Your copy should match the records exactly, apart from the pictures, which stay out.

Saved data entries

[Start of section]

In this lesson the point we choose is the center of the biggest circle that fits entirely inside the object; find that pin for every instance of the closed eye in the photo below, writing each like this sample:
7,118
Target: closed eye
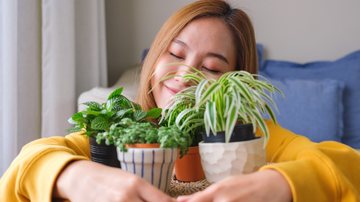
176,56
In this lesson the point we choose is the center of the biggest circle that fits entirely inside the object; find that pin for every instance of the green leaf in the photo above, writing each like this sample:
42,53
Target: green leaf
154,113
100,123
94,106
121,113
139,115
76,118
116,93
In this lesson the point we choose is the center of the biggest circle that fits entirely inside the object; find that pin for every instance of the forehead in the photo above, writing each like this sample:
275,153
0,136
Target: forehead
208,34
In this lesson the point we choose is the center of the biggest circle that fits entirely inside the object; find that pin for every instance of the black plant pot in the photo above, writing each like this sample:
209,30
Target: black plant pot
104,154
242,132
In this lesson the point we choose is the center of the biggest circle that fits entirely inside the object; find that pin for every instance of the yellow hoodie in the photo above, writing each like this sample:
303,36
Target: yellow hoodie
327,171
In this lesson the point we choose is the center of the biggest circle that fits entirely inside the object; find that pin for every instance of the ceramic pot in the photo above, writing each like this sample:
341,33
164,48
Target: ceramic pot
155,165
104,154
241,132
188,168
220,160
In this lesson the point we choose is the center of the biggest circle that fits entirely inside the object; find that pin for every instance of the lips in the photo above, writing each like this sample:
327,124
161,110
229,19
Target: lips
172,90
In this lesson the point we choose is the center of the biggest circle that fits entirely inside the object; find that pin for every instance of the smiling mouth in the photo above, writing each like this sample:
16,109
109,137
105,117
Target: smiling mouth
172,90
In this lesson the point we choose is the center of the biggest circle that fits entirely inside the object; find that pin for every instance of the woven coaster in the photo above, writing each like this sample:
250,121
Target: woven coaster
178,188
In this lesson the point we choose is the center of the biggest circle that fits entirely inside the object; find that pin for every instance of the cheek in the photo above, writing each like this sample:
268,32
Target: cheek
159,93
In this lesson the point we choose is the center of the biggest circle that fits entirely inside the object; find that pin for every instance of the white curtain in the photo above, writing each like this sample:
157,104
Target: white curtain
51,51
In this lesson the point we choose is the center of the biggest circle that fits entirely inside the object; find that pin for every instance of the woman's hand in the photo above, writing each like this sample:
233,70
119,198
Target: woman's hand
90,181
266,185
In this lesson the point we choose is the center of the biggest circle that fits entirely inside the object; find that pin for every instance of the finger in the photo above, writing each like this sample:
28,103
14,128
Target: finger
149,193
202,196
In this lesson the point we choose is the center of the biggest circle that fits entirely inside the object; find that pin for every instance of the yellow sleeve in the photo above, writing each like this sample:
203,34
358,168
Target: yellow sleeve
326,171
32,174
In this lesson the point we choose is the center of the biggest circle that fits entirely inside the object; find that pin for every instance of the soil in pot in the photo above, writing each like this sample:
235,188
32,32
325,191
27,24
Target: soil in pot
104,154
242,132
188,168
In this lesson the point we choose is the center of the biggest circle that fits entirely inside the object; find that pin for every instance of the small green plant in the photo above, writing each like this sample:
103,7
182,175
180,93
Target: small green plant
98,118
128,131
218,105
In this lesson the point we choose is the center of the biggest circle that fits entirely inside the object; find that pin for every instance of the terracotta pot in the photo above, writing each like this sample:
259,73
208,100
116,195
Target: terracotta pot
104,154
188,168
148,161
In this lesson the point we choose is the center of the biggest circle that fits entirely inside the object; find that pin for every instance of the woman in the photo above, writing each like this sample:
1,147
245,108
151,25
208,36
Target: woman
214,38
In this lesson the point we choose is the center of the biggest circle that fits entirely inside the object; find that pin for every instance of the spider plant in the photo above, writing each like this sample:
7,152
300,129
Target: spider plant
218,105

[End of section]

- [TASK RESULT]:
In this lesson the point we choose is the center of the biggest circle that fits entirely inside the object; find that pin for every instance of the closed eye in the photo below, writing each like this sample:
7,118
Target: closed eye
176,56
In this lesson the point we choose is the center of the biggest circle that fits entirely inside the object; find that pin for every instance of the green leaf in the photo above, writing each like this sample:
42,53
Target: green leaf
154,113
100,123
94,106
121,113
139,115
76,118
116,93
In this lesson the point we choose is the center of the biggest circle that fits entirely inside the object; find that pin for every instance of the forehead in the photo above, writing each like this sample:
275,153
0,136
Target: forehead
208,34
In this lesson the point we choose is the center of the biggest circle that fits entirely inside the object; find that pin for every instance of the black plant pot in the photo above, writing each like this sample:
209,30
Target: black plant pot
104,154
242,132
In this lesson the point we choose is the center of the biggest circle that fits entirely inside the object; find that pin for every instance of the yellow hoodie in the photo above, writing each like this sample:
303,36
Target: yellow hoodie
327,171
In this lesson the point we choose is the center of the biggest circle that fits entirely inside the object; find that pin for every instance of the ceramic pot in the photo above, writing each like this sample:
341,33
164,48
Target: ceramic pot
155,165
104,154
241,132
188,168
220,160
In this lesson the point we choose is the center of the biggest circle that fits entirely inside the object; find that pin for every instance of the lips in the photo above, writing each like this sample:
327,124
161,110
229,19
Target: lips
172,90
In this lesson the point we choose is the center of the biggest circle that fits entirely inside the object; find that pin for every instance of the smiling mouth in the photo above, writing each like this sample:
16,109
109,137
105,117
Target: smiling mouth
172,90
In this lesson the point we choose is the center of the biggest circle that fits entirely inside the object; find that pin for every instance of the woven coaster in the photo above, writing each like this sample:
250,121
Target: woven coaster
178,188
In this lesson the point we choose is the center of the biggest circle that fits entirely inside the object; find that pin for every instance of the cheek in the photo above, writing each like this sample:
268,32
Target: cheek
159,93
In this lesson the point we choose is the center of the biggest circle that fits entirely inside the object; find that pin for every instance of the white curtain in the photo above, writing each like this sample:
157,104
Target: white curtain
51,51
In this lesson the point we choose is the center of the biggest circle that fits entirely inside the object; find that pin for every instance of the woman's hand in the photo above, writing each like this sample:
233,70
119,198
Target: woman's hand
90,181
266,185
In this lesson the point we choose is the center of the biggest circle that fits entirely inside the object; find that pin for every instance of the finger in the photo above, writing each like this sample:
28,103
14,128
Target: finger
149,193
202,196
In this lesson the point we choose is the center of the biggest circle that fits entirely inside the object; find that pin for every instance of the yellow sleeve in the photo above, writing each like this sample:
203,34
358,168
Target: yellow sleeve
326,171
32,174
In this lesson the point we choose is the center of the biggest circle that fits entirely inside the object; find that pin for every instance of the soil in pot in the photo above, writing each like this sample:
235,188
32,32
325,191
27,24
Target: soil in pot
104,154
242,132
188,168
In this lesson the point we choose is the center of the biggest circle that fits entirely inside the object; find that pin for every instance of the small green plant in the photo above, writing each like this sample:
103,7
182,175
180,93
Target: small green plant
98,118
128,131
218,105
In this lesson the point we choose is the center of the biggest circle that fits entirely inside the object; find that pin for every instance of the terracotta pot in the photo above, writing each like this sample:
259,73
208,100
116,195
Target: terracotta pot
104,154
188,168
148,161
In this lesson the point we choose is the center of the biggest circle that fits entirely inside the object; find that pin for every instance of the woman in the photo above, writing each like this sample:
1,147
245,108
151,25
208,36
Target: woman
214,38
In this lesson the point we choose is the center of the biggest circle that fits entirely inside the object; find that pin for every instance of the spider plant in the photo above, writing each like this sample:
7,152
300,129
Target: spider plant
218,105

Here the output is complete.